- What to work on: Print everything from "What Sirianni Did" down to "stay out of it." in the passage below about Carter's hold-in, without changing a word.

BEGIN Page excerpt

That is the timeline that matters now. If a deal is not done by the time training camp opens, the hold-in either escalates (Carter staying off team reps in camp) or de-escalates (Carter returns under his existing contract while talks continue). Either is possible. Both come with risk to the team.

What Sirianni Did Not Say

The head coach was asked directly about Carter's participation status at the Day 2 minicamp press conference. He did not call it a hold-in. He did not address the contract talks. He gave the answer of a coach who has been told to stay out of it.

"You know, right now I've been able to work some individual scenarios, you know, an individual practices and that's where he's at this point in the offseason.", Nick Sirianni

That is coach-speak for: the front office handles this, I coach the players who are on the field, my job is to be neutral. The fact that Sirianni did not push back on the hold-in framing or insist Carter would be at camp is telling. Coaches who think a contract issue is on the verge of resolving sound different than coaches who do not.

END Page excerpt
BEGIN Listed records

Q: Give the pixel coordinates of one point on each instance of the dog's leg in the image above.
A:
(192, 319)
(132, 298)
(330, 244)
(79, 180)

END Listed records

- Result of this task:
What Sirianni Did Not Say

The head coach was asked directly about Carter's participation status at the Day 2 minicamp press conference. He did not call it a hold-in. He did not address the contract talks. He gave the answer of a coach who has been told to stay out of it.